◆ Given text

The opinion of the court was delivered by: Raye , P. J.

P. v. Caddick



California Rules of Court, rule 8.1115(a), prohibits courts and parties from citing or relying on opinions not certified for publication or ordered published, except as specified by rule 8.1115(b). This opinion has not been certified for publication or ordered published for purposes of rule 8.1115.

Defendant Michael Allen Caddick stole $30.24 worth of Chinese food from a grocery store deli. A jury convicted him of conspiracy to commit burglary (Penal Code, § 182, subd. (a)(1)),*fn1 second degree burglary (§ 459), and petty theft with a prior conviction (§§ 484, subd. (a), 490.5, subd. (a), 666).*fn2 The court found true six allegations that defendant had served six prior prison terms for six separate felony convictions within the meaning of section 667.5, subdivision (b). Defendant was sentenced to a total prison term of seven years four months, comprised of 16 months for the burglary conviction and one year for each of the six enhancements.

On appeal, defendant contends the prosecutor committed prejudicial error when he improperly commented on defendant's failure to testify (Griffin v. California (1965) 380 U.S. 609 [14 L.Ed.2d 106] (Griffin)), there was insufficient evidence to support one of the six prior prison term enhancements (§ 667.5, subd. (b)), and the trial court misunderstood the scope of its discretion to strike some or all of the prior prison term enhancements (§ 1385). Defendant's challenge to the prior prison term enhancement has merit. In all other respects, we affirm.


Because they are largely undisputed, we provide only a brief recitation of the facts underlying defendant's conviction.

◆ Problems and tasks
**a.** From the opinion excerpt, extract word for word the passage that begins at the words "P. v. Caddick" and stops after "of rule 8.1115.".
**b.** Answer these questions using the opinion excerpt:
(i) What was the value of the Chinese food that was stolen from the grocery store deli?
(ii) What total prison term was the defendant given?
(iii) Which of the defendant's challenges on appeal does the court find to have merit?
**c.** According to the opinion excerpt, why may this opinion not be cited or relied on by courts and parties?

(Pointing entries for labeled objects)

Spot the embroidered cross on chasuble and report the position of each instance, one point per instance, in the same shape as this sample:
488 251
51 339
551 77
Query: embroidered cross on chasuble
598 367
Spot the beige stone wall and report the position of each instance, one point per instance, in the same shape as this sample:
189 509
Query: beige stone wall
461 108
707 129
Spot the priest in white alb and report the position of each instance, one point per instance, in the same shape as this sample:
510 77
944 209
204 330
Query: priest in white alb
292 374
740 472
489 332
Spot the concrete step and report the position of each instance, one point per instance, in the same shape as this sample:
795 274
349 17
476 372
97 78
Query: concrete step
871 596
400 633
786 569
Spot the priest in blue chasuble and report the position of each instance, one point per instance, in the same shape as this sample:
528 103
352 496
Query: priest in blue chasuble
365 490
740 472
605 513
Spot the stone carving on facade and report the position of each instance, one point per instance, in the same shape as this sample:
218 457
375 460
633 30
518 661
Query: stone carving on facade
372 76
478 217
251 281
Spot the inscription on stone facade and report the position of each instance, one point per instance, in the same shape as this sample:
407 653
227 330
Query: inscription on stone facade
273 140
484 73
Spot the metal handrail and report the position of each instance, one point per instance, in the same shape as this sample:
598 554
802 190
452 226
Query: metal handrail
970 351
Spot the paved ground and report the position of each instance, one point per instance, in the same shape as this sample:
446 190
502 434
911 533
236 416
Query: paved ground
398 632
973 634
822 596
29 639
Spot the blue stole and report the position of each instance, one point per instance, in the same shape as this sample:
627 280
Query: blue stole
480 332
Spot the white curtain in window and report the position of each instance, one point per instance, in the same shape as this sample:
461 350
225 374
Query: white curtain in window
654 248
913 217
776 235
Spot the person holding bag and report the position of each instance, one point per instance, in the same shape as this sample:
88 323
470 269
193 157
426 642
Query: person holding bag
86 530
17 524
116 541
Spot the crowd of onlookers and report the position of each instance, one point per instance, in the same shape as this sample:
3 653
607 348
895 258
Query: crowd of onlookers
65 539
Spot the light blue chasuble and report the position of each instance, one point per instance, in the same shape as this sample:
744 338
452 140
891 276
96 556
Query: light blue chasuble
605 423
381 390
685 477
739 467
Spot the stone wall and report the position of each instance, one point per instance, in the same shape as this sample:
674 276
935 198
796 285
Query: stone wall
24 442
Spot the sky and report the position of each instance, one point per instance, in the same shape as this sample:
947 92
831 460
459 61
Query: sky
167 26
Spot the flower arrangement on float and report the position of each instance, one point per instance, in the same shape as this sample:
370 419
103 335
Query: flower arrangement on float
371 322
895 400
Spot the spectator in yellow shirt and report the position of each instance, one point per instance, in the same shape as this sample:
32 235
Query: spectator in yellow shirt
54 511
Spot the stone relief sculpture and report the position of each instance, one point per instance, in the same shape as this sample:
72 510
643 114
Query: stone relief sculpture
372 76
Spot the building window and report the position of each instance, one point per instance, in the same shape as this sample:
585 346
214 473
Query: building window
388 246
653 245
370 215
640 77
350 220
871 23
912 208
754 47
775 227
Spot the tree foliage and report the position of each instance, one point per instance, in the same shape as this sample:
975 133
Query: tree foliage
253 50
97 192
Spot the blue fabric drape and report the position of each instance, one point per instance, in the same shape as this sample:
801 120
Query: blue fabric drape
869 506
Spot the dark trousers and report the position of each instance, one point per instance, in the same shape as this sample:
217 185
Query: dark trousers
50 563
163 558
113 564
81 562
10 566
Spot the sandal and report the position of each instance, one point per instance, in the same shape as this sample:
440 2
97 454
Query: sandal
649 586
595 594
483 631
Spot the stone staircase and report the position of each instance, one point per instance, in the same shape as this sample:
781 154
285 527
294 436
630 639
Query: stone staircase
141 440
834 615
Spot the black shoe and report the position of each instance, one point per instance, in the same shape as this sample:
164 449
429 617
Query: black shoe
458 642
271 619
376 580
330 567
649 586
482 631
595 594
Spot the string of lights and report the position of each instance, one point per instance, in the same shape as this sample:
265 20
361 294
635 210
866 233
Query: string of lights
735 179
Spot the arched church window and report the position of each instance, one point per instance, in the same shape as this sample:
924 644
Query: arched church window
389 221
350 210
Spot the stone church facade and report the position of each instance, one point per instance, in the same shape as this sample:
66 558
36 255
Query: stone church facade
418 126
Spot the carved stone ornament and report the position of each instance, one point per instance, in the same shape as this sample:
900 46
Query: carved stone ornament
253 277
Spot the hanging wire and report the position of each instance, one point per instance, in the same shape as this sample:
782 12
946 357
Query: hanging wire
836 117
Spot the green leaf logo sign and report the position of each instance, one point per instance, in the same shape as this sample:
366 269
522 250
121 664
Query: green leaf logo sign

◆ Results for each task
**a.**
P. v. Caddick



California Rules of Court, rule 8.1115(a), prohibits courts and parties from citing or relying on opinions not certified for publication or ordered published, except as specified by rule 8.1115(b). This opinion has not been certified for publication or ordered published for purposes of rule 8.1115.

**b.**
(i) $30.24.
(ii) Seven years four months.
(iii) His challenge to the prior prison term enhancement.

**c.** California Rules of Court, rule 8.1115(a), prohibits courts and parties from citing or relying on opinions that are not certified for publication or ordered published, except as specified by rule 8.1115(b). This opinion has not been certified for publication or ordered published for purposes of rule 8.1115.